» **Assignment**
Write the listing out again in full. Every character must match.

[The records — start]

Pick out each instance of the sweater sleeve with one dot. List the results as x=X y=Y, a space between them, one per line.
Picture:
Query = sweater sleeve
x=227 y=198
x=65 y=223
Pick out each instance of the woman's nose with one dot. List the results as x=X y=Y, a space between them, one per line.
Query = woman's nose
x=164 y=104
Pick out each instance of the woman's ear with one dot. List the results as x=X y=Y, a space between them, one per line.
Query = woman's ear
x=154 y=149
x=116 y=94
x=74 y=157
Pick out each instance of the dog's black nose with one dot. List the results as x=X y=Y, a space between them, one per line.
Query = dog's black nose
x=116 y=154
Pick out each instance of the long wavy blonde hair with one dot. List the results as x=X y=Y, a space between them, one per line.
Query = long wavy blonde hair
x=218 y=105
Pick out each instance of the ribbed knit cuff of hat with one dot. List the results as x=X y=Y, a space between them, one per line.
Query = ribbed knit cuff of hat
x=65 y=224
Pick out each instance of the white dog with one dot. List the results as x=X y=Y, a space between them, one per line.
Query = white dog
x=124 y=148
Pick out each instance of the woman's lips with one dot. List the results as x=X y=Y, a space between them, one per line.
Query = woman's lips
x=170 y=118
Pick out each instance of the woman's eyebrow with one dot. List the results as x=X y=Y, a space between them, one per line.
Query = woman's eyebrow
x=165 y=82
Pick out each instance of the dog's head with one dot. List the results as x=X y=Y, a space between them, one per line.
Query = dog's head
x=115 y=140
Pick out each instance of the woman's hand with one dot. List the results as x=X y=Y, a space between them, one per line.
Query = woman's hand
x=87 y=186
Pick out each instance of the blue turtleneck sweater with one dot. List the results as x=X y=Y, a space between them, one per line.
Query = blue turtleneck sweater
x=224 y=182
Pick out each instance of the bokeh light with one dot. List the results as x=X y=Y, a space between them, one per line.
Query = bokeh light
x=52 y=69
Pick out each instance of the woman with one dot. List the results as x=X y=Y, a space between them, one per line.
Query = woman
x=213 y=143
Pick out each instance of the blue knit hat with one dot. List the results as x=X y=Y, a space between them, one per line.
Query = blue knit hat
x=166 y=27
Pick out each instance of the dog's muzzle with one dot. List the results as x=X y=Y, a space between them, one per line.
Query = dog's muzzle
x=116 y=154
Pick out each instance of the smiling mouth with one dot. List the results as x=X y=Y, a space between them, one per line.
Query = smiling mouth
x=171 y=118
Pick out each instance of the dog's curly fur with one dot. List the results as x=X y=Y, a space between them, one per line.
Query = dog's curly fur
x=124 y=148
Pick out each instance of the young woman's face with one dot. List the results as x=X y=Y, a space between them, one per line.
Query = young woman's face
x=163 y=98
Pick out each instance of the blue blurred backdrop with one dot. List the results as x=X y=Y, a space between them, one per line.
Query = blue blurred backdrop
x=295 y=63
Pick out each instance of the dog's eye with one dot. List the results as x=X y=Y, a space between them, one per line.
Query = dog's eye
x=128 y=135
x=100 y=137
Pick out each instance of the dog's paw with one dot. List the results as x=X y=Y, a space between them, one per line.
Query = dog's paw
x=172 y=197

[The records — finish]

» **Your response**
Pick out each instance of the sweater sleeve with one dot. List the results as x=X y=Y, a space between them, one per line.
Picture:
Query = sweater sleeve
x=227 y=198
x=65 y=223
Pick out each instance of the woman's nose with one dot. List the results as x=X y=Y, a space between them, one per line.
Query = woman's nose
x=164 y=104
Pick out each instance of the woman's ear with one dot. List the results as x=X y=Y, a space between them, one per line.
Query = woman's ear
x=154 y=149
x=116 y=94
x=74 y=157
Pick out each instance of the dog's black nose with one dot. List the results as x=X y=Y, a space between them, one per line.
Query = dog's black nose
x=116 y=154
Pick out each instance of the long wavy blonde hair with one dot. List the results as x=X y=Y, a space between them, one per line.
Query = long wavy blonde hair
x=218 y=105
Pick out each instance of the ribbed knit cuff of hat with one dot. List the results as x=X y=Y, a space between them, one per line.
Query = ribbed knit cuff of hat
x=65 y=224
Pick out each instance of the white dog with one dot. List the results as x=X y=Y, a space between them, one per line.
Query = white dog
x=124 y=148
Pick out each instance of the woman's lips with one dot. List the results as x=X y=Y, a space between them, one per line.
Query = woman's lips
x=170 y=118
Pick out each instance of the woman's eyebrow with one dot. List the results as x=X y=Y, a space between them, one per line.
Query = woman's eyebrow
x=165 y=82
Pick out each instance of the dog's head with one dot. List the results as x=X y=Y, a space between them, one per line.
Query = dog's head
x=115 y=140
Pick out each instance of the woman's hand with one dot. List the results as x=X y=Y, a space between them, one per line.
Query = woman's hand
x=87 y=186
Pick out each instance of the blue turtleneck sweater with one dot. List the results as x=X y=Y, a space between them, one per line.
Query = blue turtleneck sweater
x=224 y=182
Pick out each instance of the bokeh light with one dot. List the results as x=X y=Y, a space between them, one per line.
Query = bokeh light
x=52 y=69
Pick out each instance of the woman with one dot. List the results as x=X y=Y, a space between them, one per line.
Query = woman
x=213 y=143
Pick out each instance of the blue knit hat with one dot. List the results as x=X y=Y, a space between them, one per line.
Query = blue knit hat
x=166 y=27
Pick out each instance of the dog's muzzle with one dot. List the results as x=X y=Y, a space between them, one per line.
Query = dog's muzzle
x=116 y=154
Pick out each instance of the smiling mouth with one dot. List the results as x=X y=Y, a space between them, one per line.
Query = smiling mouth
x=171 y=118
Pick out each instance of the dog's curly fur with one dot. List the results as x=X y=Y, a space between them, one per line.
Query = dog's curly fur
x=124 y=148
Pick out each instance of the young woman's face with one dot. List the results as x=X y=Y, a space between them, one per line.
Query = young woman's face
x=163 y=98
Pick out each instance of the blue blurred backdrop with one dot. List the results as x=X y=Y, a space between them, one per line.
Query = blue blurred backdrop
x=295 y=63
Pick out each instance of the dog's eye with one dot. List the results as x=X y=Y, a space between them, one per line.
Query = dog's eye
x=128 y=135
x=100 y=137
Pick out each instance of the dog's paw with one dot. List the results as x=X y=Y, a space between them, one per line.
Query = dog's paw
x=172 y=197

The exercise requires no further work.